Exercise set →
(a) Summarize the post about Easter in two sentences.
(b) Carry on writing the post about Easter from the point where it currently ends.

Source passage →
★ ★ ★ ★ ★

Easter is a big deal on the Christian calender. One of the highlights you might say. With all the pomp and circumstance in churches around the world this April as we remember Jesus' death on the cross followed by the empty tomb etc. it's easy to forget that it wasn't always this way. At the time of Christ's death it was not a big deal. It was a forgettable deal mourned only by a handful of people. The ordinary death of many nobodies in this this world. It was only his consequent resurrection and the retelling of this amazing miracle by his disciples and the next generation of disciples and the next generation of disciples... which has brought those events to today's significance.
I found this excerpt (reposted in full from Mockingbird blog. Keep up the great work guys!) from Francis Spufford's work Unapologetic to be a great reminder of the overhyped sense we now have of Christ's death and the resulting hope we can have when we go back and look at the original context.

★ ★ ★ ★ ★

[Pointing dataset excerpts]
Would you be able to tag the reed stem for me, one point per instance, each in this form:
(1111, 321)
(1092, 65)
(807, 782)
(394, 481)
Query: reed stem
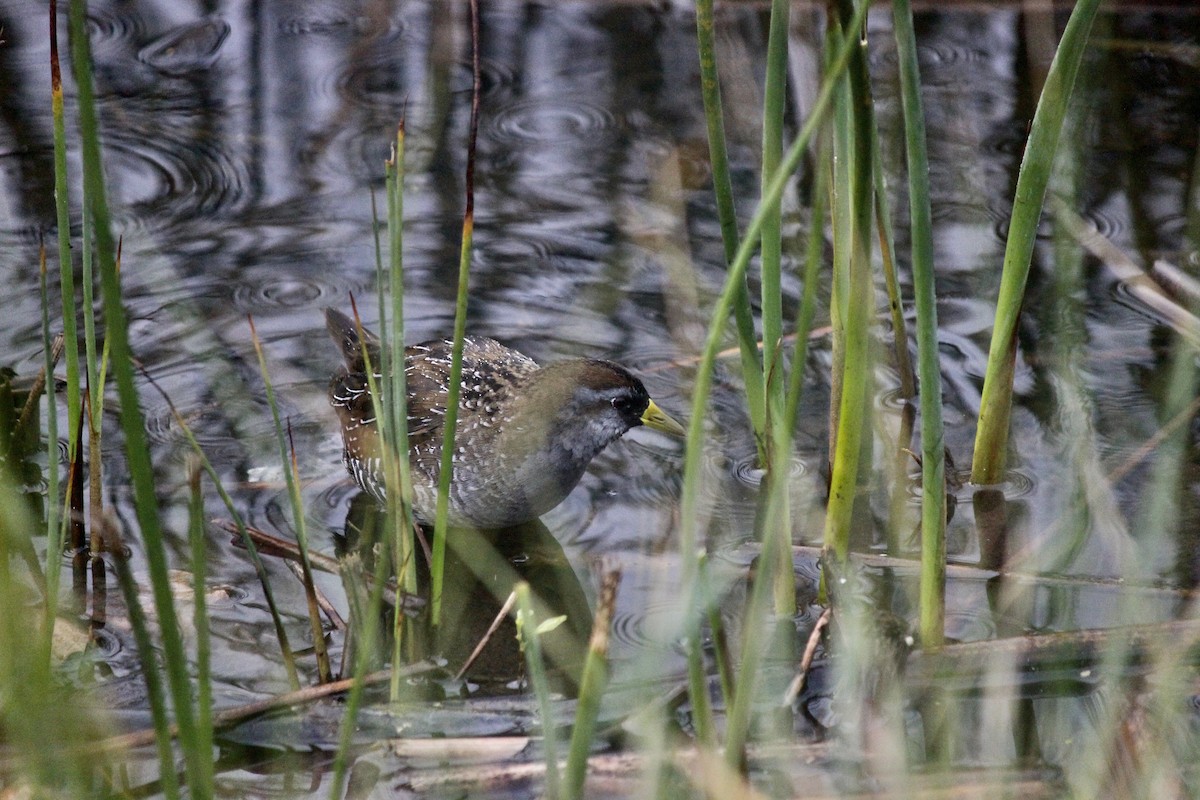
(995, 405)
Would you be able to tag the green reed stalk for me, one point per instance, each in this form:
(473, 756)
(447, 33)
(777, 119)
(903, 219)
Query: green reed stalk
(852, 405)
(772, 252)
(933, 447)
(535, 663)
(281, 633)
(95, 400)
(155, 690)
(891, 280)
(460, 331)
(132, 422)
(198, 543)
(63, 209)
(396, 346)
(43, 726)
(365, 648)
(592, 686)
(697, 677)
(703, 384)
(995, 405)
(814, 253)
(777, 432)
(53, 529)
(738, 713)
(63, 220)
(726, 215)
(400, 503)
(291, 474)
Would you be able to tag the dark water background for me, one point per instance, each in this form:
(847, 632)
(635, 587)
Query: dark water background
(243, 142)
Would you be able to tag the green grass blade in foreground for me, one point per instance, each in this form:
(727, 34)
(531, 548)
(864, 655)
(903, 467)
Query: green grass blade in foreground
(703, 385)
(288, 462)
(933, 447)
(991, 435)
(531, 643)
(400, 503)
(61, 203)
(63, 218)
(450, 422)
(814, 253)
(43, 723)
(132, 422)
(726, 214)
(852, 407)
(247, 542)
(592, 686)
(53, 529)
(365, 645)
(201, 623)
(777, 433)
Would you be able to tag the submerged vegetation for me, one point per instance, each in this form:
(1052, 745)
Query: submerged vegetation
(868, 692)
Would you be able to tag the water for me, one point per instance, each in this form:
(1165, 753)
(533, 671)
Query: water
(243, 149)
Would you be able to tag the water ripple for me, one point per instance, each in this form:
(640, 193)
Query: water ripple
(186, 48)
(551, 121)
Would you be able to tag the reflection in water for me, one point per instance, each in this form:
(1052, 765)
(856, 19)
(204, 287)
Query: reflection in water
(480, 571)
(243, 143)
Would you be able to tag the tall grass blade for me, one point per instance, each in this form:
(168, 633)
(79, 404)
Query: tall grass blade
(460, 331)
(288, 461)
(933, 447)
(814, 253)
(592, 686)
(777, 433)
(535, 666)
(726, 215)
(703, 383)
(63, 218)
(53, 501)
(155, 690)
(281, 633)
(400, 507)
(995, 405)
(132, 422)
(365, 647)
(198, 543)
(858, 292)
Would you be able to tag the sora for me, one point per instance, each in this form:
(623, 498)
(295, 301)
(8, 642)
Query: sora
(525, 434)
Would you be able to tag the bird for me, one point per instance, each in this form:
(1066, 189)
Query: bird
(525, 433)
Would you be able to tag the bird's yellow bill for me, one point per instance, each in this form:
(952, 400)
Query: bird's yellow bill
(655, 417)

★ ★ ★ ★ ★

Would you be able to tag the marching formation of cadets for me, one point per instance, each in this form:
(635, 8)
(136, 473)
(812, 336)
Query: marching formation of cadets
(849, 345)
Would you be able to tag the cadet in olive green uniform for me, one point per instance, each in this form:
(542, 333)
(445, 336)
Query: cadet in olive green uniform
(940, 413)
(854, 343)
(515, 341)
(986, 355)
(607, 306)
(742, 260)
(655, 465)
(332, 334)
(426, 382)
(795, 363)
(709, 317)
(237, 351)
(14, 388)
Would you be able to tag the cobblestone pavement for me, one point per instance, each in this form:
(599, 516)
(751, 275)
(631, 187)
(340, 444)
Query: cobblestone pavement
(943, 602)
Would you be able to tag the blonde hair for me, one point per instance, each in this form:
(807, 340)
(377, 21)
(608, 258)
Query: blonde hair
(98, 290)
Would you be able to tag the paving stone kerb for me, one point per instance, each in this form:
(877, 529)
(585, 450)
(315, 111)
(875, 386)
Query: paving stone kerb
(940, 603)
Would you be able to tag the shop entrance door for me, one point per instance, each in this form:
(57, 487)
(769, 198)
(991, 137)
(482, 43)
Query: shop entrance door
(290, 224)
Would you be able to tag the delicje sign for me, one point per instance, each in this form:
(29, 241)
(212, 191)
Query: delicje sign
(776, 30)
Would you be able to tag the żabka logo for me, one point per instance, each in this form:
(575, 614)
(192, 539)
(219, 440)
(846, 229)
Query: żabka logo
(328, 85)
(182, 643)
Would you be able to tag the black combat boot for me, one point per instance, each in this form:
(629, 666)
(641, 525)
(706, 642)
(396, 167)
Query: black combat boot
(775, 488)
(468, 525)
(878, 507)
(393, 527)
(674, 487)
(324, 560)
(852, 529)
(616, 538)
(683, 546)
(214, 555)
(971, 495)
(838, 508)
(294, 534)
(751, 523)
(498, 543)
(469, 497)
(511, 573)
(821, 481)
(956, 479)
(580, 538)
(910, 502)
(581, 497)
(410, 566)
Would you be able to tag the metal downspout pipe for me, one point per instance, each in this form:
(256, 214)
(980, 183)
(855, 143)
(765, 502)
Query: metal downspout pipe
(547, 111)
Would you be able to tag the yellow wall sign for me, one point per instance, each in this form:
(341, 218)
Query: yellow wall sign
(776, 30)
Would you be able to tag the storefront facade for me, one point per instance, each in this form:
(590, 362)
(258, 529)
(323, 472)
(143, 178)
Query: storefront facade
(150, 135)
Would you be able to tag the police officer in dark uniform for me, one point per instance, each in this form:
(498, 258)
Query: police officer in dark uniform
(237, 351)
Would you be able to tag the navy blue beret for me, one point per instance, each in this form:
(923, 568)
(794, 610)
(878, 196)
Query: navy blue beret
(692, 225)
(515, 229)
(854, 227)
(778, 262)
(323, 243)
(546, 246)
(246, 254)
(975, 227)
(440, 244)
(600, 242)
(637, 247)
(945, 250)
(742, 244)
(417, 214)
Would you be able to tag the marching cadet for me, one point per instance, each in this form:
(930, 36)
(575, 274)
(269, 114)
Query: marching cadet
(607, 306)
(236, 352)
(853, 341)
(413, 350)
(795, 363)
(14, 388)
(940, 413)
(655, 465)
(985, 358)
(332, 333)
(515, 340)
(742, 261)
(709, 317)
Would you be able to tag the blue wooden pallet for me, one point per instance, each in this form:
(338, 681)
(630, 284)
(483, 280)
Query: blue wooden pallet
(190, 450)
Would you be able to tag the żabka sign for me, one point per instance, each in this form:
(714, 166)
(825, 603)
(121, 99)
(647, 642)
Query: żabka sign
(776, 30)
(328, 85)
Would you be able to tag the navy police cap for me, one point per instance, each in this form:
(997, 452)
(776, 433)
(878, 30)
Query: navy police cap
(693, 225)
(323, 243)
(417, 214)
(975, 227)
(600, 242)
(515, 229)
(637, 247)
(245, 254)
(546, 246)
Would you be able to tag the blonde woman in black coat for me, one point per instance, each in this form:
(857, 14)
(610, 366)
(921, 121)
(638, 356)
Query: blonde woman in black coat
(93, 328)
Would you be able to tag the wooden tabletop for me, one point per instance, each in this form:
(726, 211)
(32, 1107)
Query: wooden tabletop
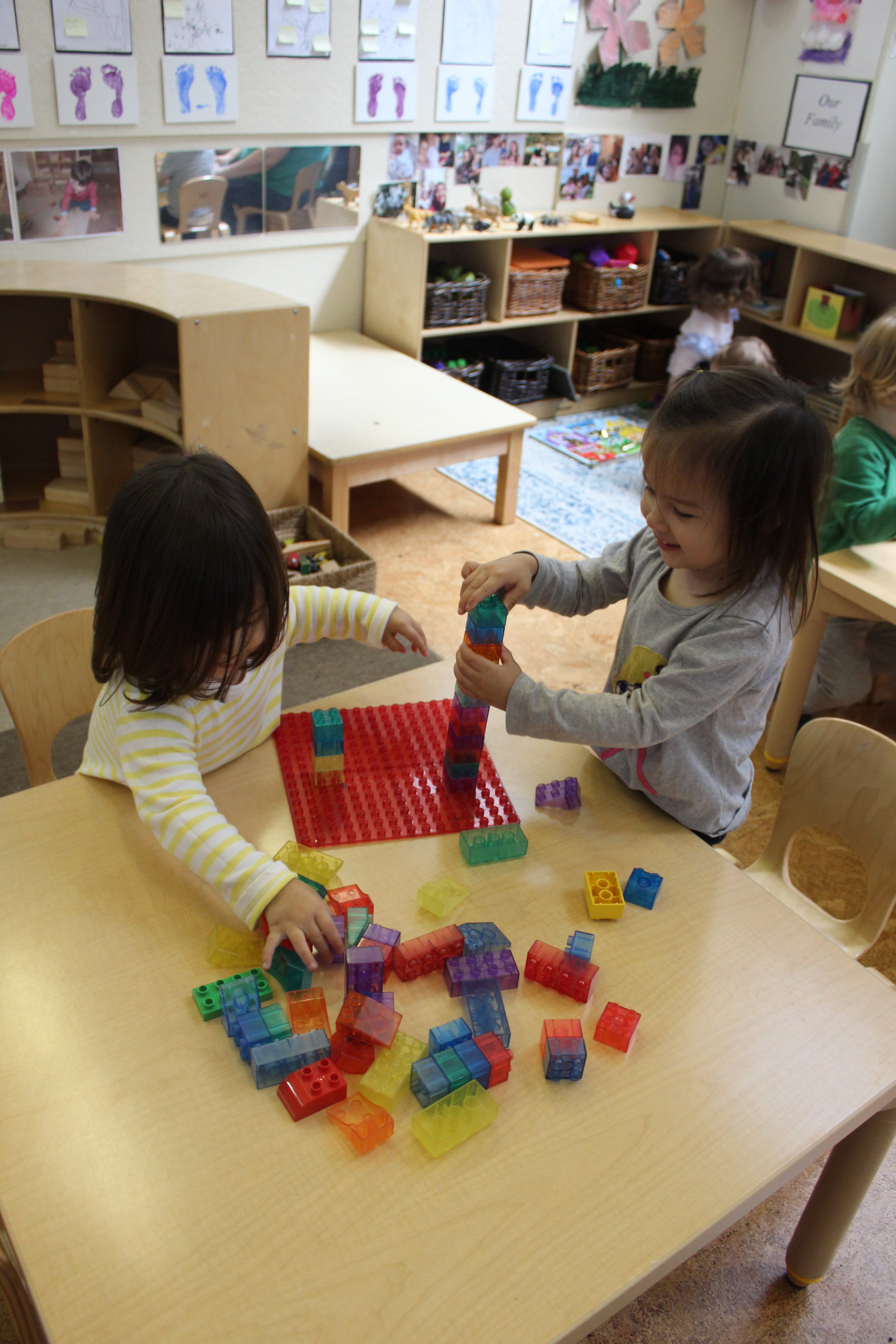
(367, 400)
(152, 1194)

★ ★ ★ ★ ★

Responses →
(a) Easter is a highlight of the Christian year, yet when Christ died, his death was a forgettable one mourned by only a handful of people, and it reached its present significance only through his resurrection and the retelling of that miracle by generations of disciples. The writer shares an excerpt from Francis Spufford's Unapologetic, reposted in full from the Mockingbird blog, as a reminder of the overhyped sense we now have of Christ's death and of the hope that comes from looking at its original context.

(b)
"Like a tragedy, it stirs up pity and terror in us. Like a tragedy it
requires us to contemplate the world’s darkness. Like a tragedy, it
draws attention to waste. It shows us a life that need not have been
extinguished being extinguished, without particular malice, by the
normal processes of the world. It shows us that accident, injustice,
spoilage, are all standard, all in the pitiably usual course of things.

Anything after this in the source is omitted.